→ The problem:
Can you write out every line from the start of the records below through the line containing "box: [0, 215, 494, 600]", leaving out any pictures?

(Extracted records)
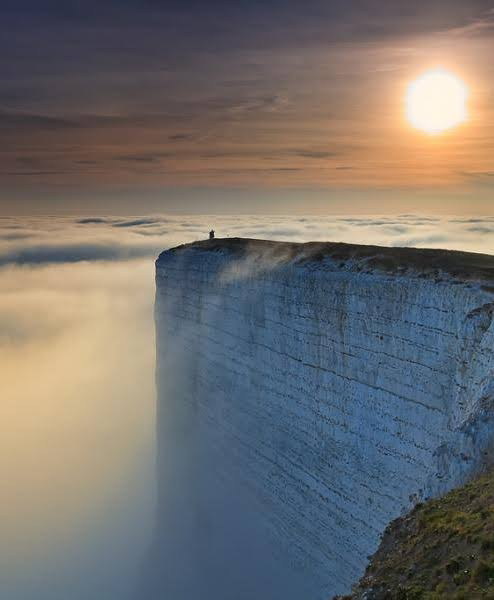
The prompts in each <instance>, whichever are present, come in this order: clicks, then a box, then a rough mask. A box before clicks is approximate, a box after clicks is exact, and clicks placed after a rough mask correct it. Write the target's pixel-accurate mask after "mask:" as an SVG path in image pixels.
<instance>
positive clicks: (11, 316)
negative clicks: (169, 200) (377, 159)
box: [0, 215, 494, 600]
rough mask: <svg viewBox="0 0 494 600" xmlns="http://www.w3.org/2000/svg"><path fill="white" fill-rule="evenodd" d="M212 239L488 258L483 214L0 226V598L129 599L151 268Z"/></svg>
mask: <svg viewBox="0 0 494 600" xmlns="http://www.w3.org/2000/svg"><path fill="white" fill-rule="evenodd" d="M211 227H214V228H215V229H216V232H217V236H219V237H223V236H225V237H226V236H230V237H232V236H245V237H262V238H271V239H284V240H295V241H308V240H332V241H347V242H354V243H373V244H384V245H404V246H411V245H414V246H424V247H445V248H453V249H461V250H468V251H476V252H492V251H493V250H494V217H476V216H472V217H468V218H465V217H461V218H455V217H448V218H439V217H438V218H434V217H421V216H417V215H402V216H397V217H389V216H383V217H374V216H373V217H365V216H363V217H355V216H352V217H345V216H341V217H334V216H333V217H319V216H318V217H310V216H308V217H267V216H253V217H249V216H245V217H242V216H239V217H227V216H221V217H219V216H207V217H204V216H201V217H198V216H195V217H176V216H174V217H168V216H162V215H151V216H149V215H144V216H140V215H137V216H133V217H129V218H122V217H111V216H108V217H102V216H100V215H98V216H93V215H84V216H80V217H63V218H62V217H48V216H47V217H36V218H14V217H12V218H3V219H0V370H1V371H0V381H1V400H2V402H1V404H0V419H1V423H2V432H1V437H0V450H1V452H0V477H1V479H2V482H3V486H2V495H1V497H0V523H1V530H0V598H8V599H9V600H34V599H36V600H45V599H46V600H48V599H49V600H66V599H67V598H70V599H71V600H93V599H94V600H96V599H97V600H100V599H102V598H104V599H105V600H113V599H115V600H117V599H118V600H125V599H126V598H129V599H130V598H136V597H137V596H136V593H135V590H136V589H137V587H138V581H139V578H140V575H141V573H142V572H145V569H144V570H143V565H144V563H145V557H146V552H147V549H148V547H149V545H150V543H151V539H152V531H153V523H154V512H153V511H154V498H155V487H156V484H155V389H154V358H155V347H154V343H155V342H154V324H153V302H154V279H153V278H154V264H153V263H154V258H155V257H156V255H157V254H158V253H159V251H161V250H162V249H164V248H167V247H169V246H172V245H176V244H179V243H183V242H187V241H192V240H194V239H201V238H205V237H206V236H207V232H208V231H209V229H210V228H211Z"/></svg>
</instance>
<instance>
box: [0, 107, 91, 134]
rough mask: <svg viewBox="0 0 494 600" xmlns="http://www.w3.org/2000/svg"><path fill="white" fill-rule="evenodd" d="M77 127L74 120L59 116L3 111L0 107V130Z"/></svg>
mask: <svg viewBox="0 0 494 600" xmlns="http://www.w3.org/2000/svg"><path fill="white" fill-rule="evenodd" d="M77 127H79V124H78V123H77V122H75V121H71V120H68V119H63V118H61V117H50V116H46V115H37V114H30V113H25V112H20V111H5V110H1V109H0V130H2V129H3V130H11V131H13V132H22V131H26V130H27V131H36V130H38V131H40V130H45V131H46V130H48V131H58V130H65V129H74V128H77Z"/></svg>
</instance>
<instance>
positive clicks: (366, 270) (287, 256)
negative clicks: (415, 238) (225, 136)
mask: <svg viewBox="0 0 494 600" xmlns="http://www.w3.org/2000/svg"><path fill="white" fill-rule="evenodd" d="M195 249H197V250H201V251H207V252H229V253H233V254H235V255H237V256H239V257H243V256H247V255H256V254H258V255H260V256H263V257H265V258H267V259H269V260H271V261H275V262H277V263H279V264H283V263H304V262H311V261H314V262H315V261H323V260H325V259H331V260H332V261H341V265H340V267H341V268H348V263H349V262H351V263H352V267H353V270H355V271H357V272H358V271H364V272H365V271H369V270H372V269H378V270H381V271H387V272H390V273H393V274H399V273H400V272H406V271H407V270H409V269H410V270H414V271H417V272H419V273H421V274H423V275H424V276H433V277H438V276H440V275H441V274H447V275H450V276H452V277H456V278H458V279H461V280H474V279H480V280H486V281H492V280H494V256H493V255H491V254H479V253H474V252H458V251H455V250H441V249H429V248H398V247H385V246H362V245H358V244H343V243H340V242H307V243H303V244H301V243H294V242H275V241H271V240H258V239H249V238H216V239H211V240H202V241H197V242H192V243H190V244H182V245H180V246H177V247H175V248H171V249H170V250H166V251H165V252H163V253H161V254H160V257H159V258H158V261H157V262H158V264H159V262H160V260H161V259H162V258H164V256H165V255H166V254H167V253H177V252H181V251H183V250H195ZM493 291H494V289H493Z"/></svg>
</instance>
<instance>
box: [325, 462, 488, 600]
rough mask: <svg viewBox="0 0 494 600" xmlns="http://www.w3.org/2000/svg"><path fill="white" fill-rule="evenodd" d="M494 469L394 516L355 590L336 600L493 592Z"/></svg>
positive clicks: (465, 595) (425, 596)
mask: <svg viewBox="0 0 494 600" xmlns="http://www.w3.org/2000/svg"><path fill="white" fill-rule="evenodd" d="M493 507H494V475H493V473H492V472H490V473H489V474H487V475H484V476H482V477H479V478H478V479H475V480H473V481H471V482H470V483H468V484H466V485H464V486H462V487H459V488H457V489H454V490H453V491H451V492H450V493H449V494H446V496H444V497H442V498H439V499H435V500H430V501H429V502H427V503H425V504H418V505H417V506H416V507H415V508H414V510H413V511H412V512H411V513H410V514H409V515H407V516H405V517H401V518H399V519H396V520H395V521H393V522H392V523H391V524H390V525H389V526H388V527H387V528H386V530H385V532H384V535H383V538H382V541H381V545H380V547H379V549H378V551H377V552H376V554H375V555H374V556H373V557H372V559H371V562H370V564H369V566H368V567H367V570H366V573H365V575H364V577H363V578H362V579H361V581H360V582H359V584H358V585H357V586H356V588H355V590H354V592H353V594H351V595H349V596H339V597H336V598H335V600H338V599H339V600H361V599H365V600H446V599H448V600H476V599H481V598H485V599H489V598H494V511H493Z"/></svg>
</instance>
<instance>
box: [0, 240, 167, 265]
mask: <svg viewBox="0 0 494 600" xmlns="http://www.w3.org/2000/svg"><path fill="white" fill-rule="evenodd" d="M155 253H156V247H155V246H151V247H146V246H137V245H136V246H131V245H129V244H127V245H124V244H113V245H111V244H97V243H90V242H87V243H80V244H54V245H49V244H43V245H40V246H36V245H33V246H30V247H28V248H16V249H13V250H12V251H11V252H4V253H0V266H1V265H6V264H17V265H36V264H46V263H74V262H82V261H95V260H98V261H100V260H111V261H115V260H131V259H134V258H143V257H146V256H149V257H151V256H154V254H155Z"/></svg>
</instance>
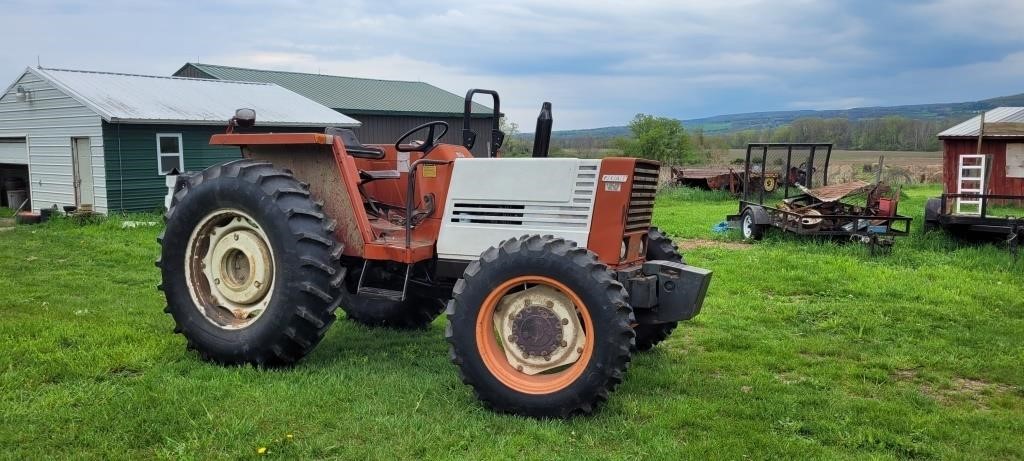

→ Solution for this problem:
The prompts in each <instance>, whichever are present, come in this order: clicks, then a box, then a rough mask. A box before clicks is approximate, a box after clicks is exact, and clicks placed after a rough mask correct it. Write the target's pixel-accurate mask after "mask:" as an SVG path in image pixels.
<instance>
positive clicks: (11, 316)
negative clicks: (169, 200) (377, 159)
box: [0, 215, 494, 600]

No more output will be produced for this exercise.